Data records
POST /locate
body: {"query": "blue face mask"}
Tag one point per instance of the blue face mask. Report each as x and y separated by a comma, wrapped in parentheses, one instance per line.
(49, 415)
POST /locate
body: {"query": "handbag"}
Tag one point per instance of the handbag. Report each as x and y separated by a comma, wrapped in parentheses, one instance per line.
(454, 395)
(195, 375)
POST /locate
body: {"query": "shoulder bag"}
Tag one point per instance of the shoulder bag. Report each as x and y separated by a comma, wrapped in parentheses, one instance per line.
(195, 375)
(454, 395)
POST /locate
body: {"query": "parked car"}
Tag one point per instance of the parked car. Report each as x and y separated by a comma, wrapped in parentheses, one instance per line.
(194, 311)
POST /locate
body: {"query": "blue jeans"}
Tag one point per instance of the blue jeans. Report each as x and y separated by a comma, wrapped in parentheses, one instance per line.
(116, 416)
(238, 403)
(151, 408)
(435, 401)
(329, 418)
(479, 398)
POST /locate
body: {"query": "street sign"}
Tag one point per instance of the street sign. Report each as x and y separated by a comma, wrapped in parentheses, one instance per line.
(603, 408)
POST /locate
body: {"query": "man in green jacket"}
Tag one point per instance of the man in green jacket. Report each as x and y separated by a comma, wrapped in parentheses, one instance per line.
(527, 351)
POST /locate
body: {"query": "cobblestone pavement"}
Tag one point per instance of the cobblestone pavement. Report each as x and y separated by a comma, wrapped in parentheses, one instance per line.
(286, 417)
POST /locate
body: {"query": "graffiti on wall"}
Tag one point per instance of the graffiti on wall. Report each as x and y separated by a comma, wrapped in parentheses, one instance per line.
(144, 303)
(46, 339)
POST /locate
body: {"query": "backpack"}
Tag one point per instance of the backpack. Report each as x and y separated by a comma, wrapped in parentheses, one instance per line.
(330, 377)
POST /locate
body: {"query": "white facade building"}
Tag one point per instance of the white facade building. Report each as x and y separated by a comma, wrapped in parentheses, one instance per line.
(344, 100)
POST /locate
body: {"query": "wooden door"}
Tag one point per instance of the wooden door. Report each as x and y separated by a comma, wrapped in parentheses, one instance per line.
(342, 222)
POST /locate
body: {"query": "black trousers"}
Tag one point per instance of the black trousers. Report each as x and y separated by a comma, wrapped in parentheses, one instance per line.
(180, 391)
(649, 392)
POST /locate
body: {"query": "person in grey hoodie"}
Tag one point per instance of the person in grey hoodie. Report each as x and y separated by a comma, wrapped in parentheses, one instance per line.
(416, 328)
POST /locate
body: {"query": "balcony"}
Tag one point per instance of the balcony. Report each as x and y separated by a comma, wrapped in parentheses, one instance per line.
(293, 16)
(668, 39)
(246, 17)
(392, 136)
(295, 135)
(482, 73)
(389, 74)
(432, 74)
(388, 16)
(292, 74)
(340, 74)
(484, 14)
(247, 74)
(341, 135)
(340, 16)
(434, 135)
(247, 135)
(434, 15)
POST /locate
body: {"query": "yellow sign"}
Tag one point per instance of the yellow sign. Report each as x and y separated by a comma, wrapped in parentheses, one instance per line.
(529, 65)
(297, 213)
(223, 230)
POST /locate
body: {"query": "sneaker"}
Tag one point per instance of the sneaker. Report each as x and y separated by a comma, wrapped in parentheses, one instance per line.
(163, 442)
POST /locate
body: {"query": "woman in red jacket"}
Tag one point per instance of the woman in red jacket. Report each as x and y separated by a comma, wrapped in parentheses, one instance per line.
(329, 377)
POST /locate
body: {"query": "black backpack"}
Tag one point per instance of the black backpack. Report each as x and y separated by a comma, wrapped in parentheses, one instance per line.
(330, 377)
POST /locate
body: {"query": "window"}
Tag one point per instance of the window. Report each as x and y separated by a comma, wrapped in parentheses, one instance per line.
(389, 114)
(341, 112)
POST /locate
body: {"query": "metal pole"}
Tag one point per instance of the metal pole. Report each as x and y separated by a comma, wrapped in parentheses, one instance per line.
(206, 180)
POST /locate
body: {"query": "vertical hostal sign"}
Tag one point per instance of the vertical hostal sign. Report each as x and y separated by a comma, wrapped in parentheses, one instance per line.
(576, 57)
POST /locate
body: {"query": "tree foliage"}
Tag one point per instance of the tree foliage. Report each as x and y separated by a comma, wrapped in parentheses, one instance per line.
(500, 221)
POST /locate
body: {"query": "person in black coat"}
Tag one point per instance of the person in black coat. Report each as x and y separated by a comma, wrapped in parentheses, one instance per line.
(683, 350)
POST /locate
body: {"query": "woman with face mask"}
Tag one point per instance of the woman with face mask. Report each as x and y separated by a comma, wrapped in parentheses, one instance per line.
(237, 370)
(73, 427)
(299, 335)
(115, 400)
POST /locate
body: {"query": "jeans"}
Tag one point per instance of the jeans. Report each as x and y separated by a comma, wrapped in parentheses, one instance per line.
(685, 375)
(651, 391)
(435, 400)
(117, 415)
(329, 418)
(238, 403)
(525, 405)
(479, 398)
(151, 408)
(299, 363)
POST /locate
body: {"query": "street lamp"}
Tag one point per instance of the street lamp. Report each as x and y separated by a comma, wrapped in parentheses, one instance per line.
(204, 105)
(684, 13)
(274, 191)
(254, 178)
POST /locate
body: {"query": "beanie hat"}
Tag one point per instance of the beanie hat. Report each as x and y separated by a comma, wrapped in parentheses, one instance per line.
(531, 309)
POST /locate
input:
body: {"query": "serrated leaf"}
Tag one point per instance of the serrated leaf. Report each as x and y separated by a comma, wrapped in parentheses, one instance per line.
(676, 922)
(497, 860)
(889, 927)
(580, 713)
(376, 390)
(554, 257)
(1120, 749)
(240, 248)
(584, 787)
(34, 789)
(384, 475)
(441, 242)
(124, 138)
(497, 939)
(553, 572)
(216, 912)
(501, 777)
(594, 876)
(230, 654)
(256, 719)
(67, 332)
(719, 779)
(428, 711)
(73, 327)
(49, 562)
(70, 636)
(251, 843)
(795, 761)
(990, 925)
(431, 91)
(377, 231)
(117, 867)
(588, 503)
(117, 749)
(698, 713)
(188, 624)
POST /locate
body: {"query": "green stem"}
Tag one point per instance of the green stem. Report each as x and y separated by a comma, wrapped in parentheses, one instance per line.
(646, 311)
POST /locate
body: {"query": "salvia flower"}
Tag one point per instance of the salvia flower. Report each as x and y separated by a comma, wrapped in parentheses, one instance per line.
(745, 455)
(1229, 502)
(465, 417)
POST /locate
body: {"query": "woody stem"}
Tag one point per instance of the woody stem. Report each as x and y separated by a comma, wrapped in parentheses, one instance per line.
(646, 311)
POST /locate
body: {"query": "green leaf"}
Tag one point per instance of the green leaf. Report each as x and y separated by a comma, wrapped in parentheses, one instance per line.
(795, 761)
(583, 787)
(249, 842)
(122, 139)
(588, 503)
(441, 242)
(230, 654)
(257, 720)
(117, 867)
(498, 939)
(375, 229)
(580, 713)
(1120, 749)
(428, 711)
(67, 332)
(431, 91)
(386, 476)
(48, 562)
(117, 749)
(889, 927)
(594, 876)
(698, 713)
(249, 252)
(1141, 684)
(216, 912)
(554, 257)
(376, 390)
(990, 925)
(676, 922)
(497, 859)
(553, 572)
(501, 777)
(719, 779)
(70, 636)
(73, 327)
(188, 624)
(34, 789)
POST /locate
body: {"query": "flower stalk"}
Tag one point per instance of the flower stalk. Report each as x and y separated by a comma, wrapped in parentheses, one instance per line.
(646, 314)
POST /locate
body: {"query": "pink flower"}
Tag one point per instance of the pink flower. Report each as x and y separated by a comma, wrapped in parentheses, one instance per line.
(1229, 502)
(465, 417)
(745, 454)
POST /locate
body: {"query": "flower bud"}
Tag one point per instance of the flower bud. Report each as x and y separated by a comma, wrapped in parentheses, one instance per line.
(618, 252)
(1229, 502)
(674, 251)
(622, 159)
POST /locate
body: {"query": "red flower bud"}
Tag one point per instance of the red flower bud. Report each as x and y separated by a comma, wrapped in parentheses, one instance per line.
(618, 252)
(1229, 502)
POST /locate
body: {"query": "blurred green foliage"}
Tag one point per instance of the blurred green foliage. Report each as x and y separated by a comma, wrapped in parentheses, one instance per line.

Try it - Filter the records above for "blurred" and copy every matching line.

Solution to this problem -
body: {"query": "blurred green foliage"}
Tag one point per instance of the blurred green foliage. Report each as x and y separated by a comma, wrapped in parentheses, one instance per line.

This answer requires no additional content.